[Opening Information section]
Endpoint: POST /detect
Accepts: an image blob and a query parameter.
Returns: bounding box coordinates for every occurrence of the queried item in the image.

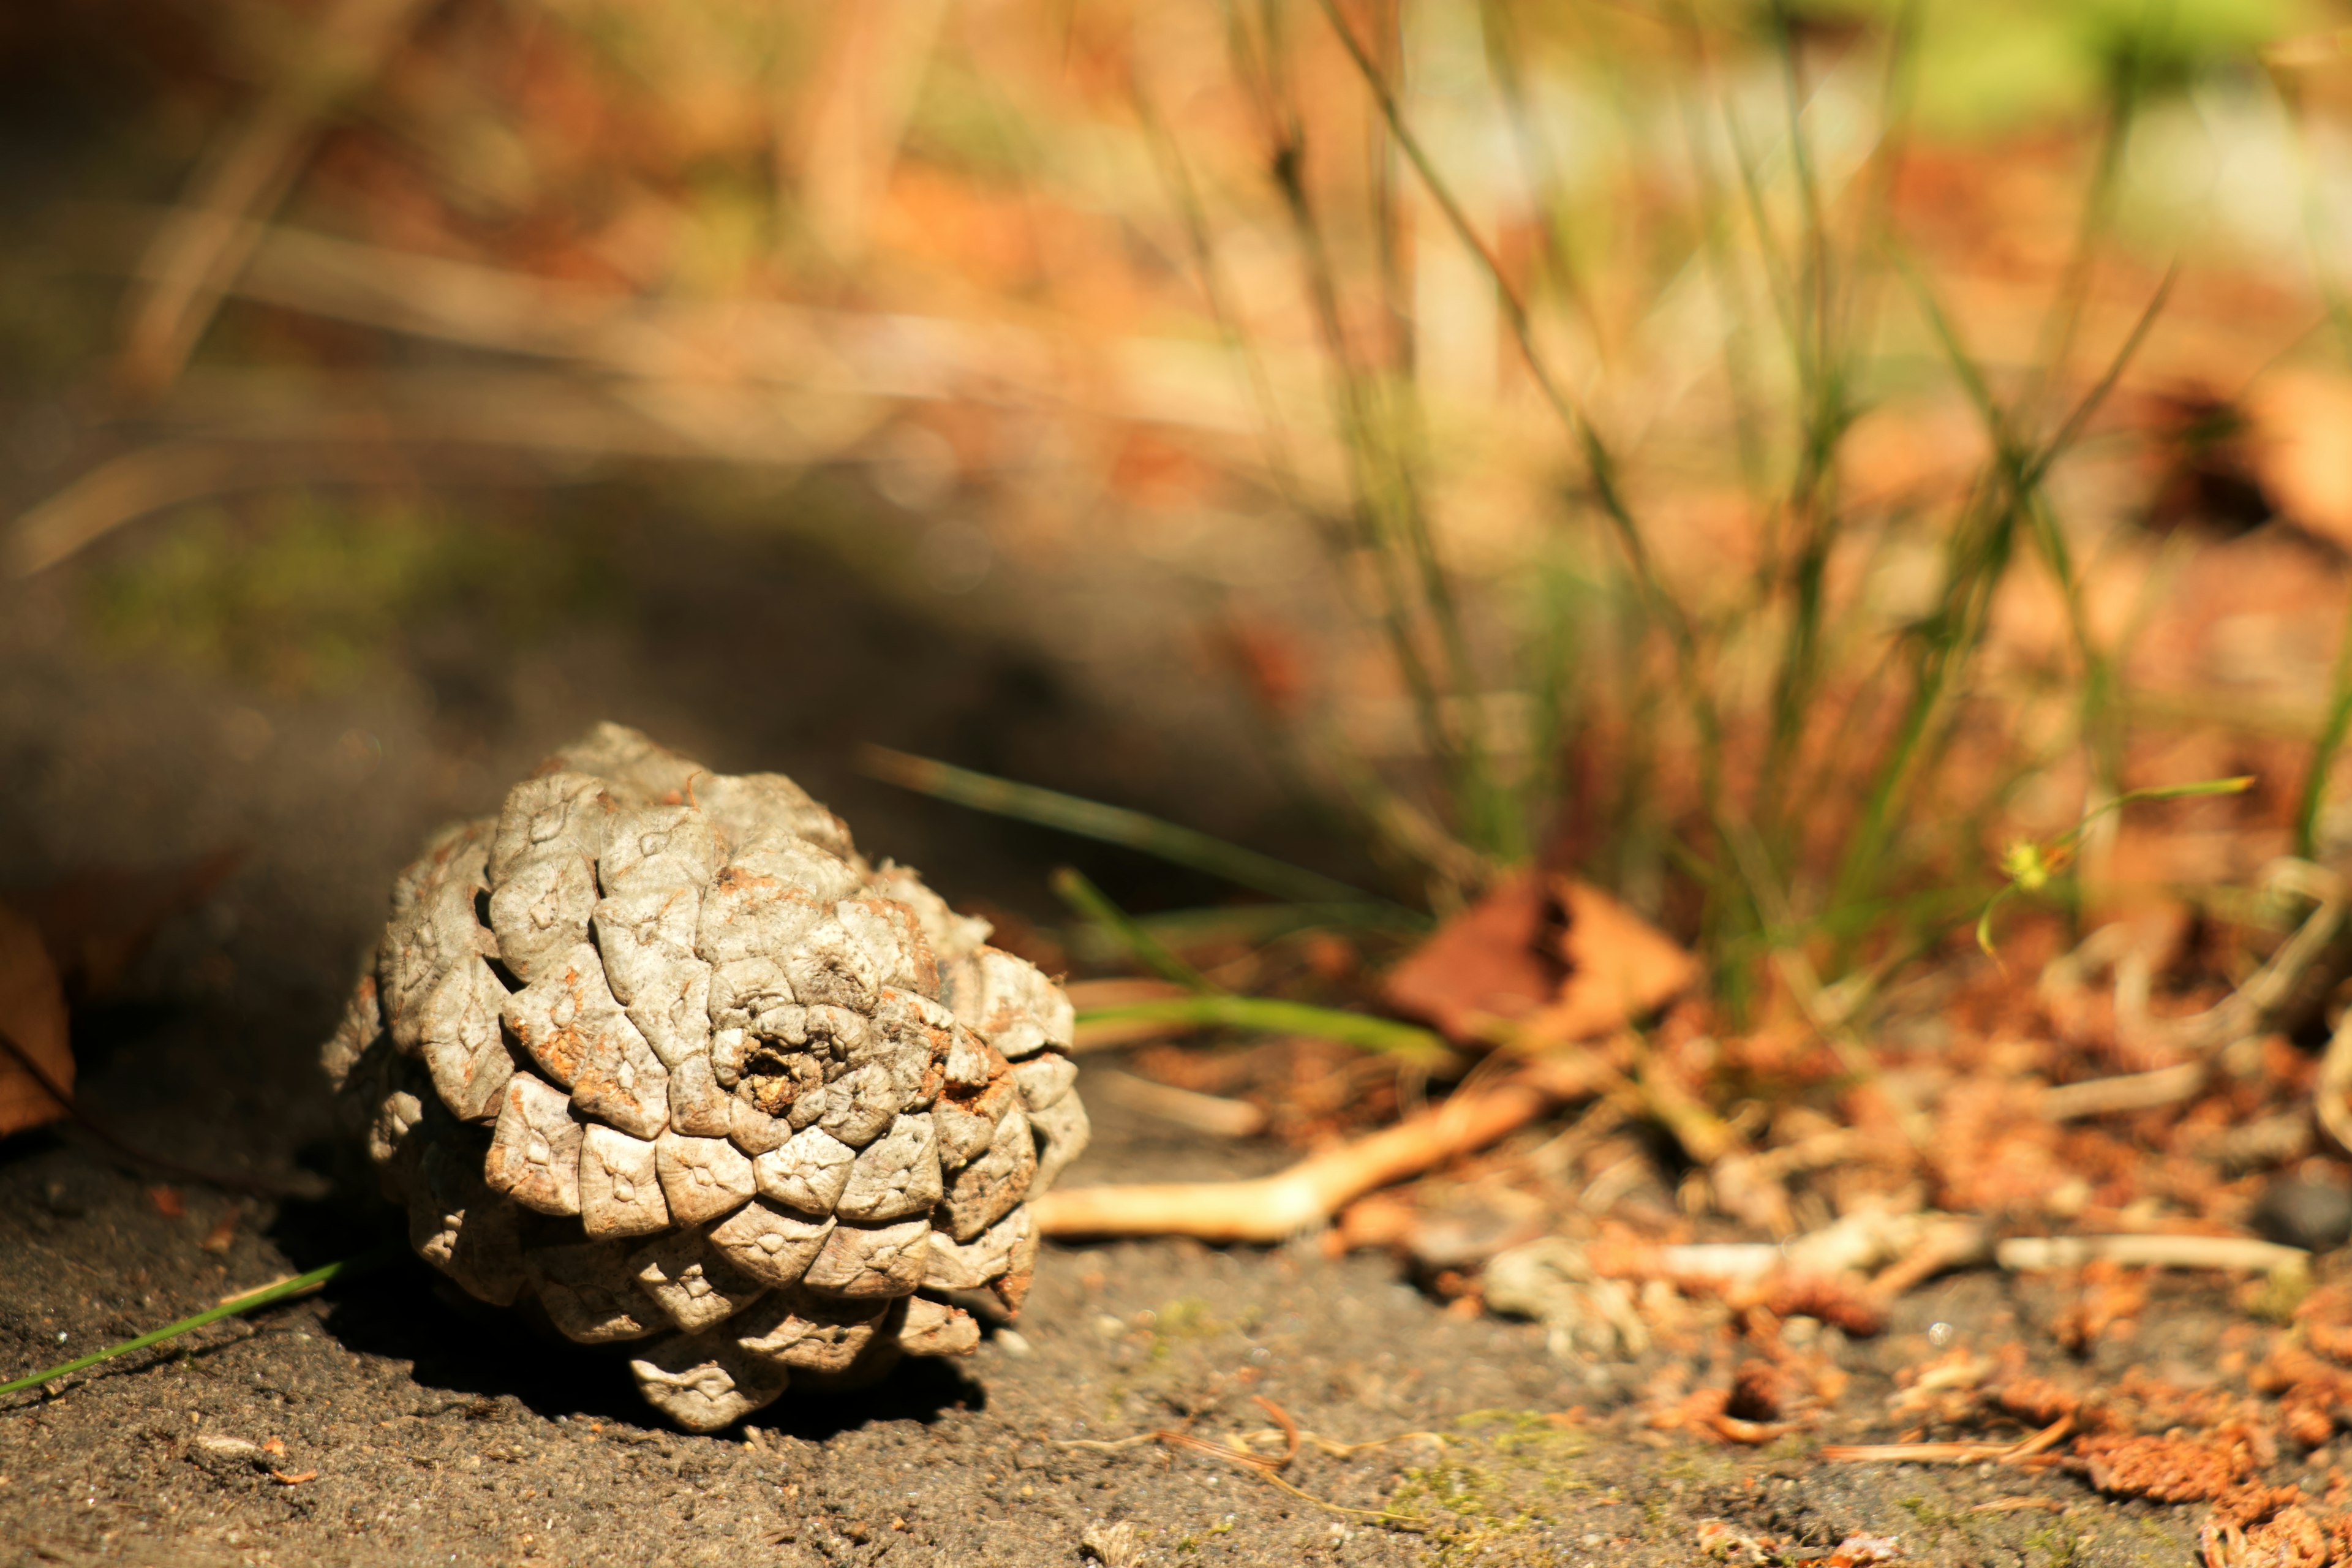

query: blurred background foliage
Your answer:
[2,0,2350,1011]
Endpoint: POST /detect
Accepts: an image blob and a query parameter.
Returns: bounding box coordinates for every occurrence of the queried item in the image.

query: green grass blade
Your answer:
[2052,774,2254,850]
[0,1248,398,1398]
[2299,606,2352,859]
[1050,867,1222,993]
[860,746,1395,910]
[1074,993,1456,1068]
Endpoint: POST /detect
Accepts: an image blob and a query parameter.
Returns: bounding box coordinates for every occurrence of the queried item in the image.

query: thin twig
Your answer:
[861,746,1392,910]
[1035,1055,1605,1242]
[1822,1415,2075,1466]
[115,0,439,399]
[1994,1236,2307,1273]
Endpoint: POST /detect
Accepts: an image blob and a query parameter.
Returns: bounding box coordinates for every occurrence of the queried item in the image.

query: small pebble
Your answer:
[994,1329,1032,1359]
[2253,1177,2352,1253]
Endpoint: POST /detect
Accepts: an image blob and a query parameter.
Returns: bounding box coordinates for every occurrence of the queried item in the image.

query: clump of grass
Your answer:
[1117,0,2307,1025]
[Closing Information section]
Work item:
Gather from the data above every line with the string "grass".

Result of the exercise:
query: green grass blade
query: clump of grass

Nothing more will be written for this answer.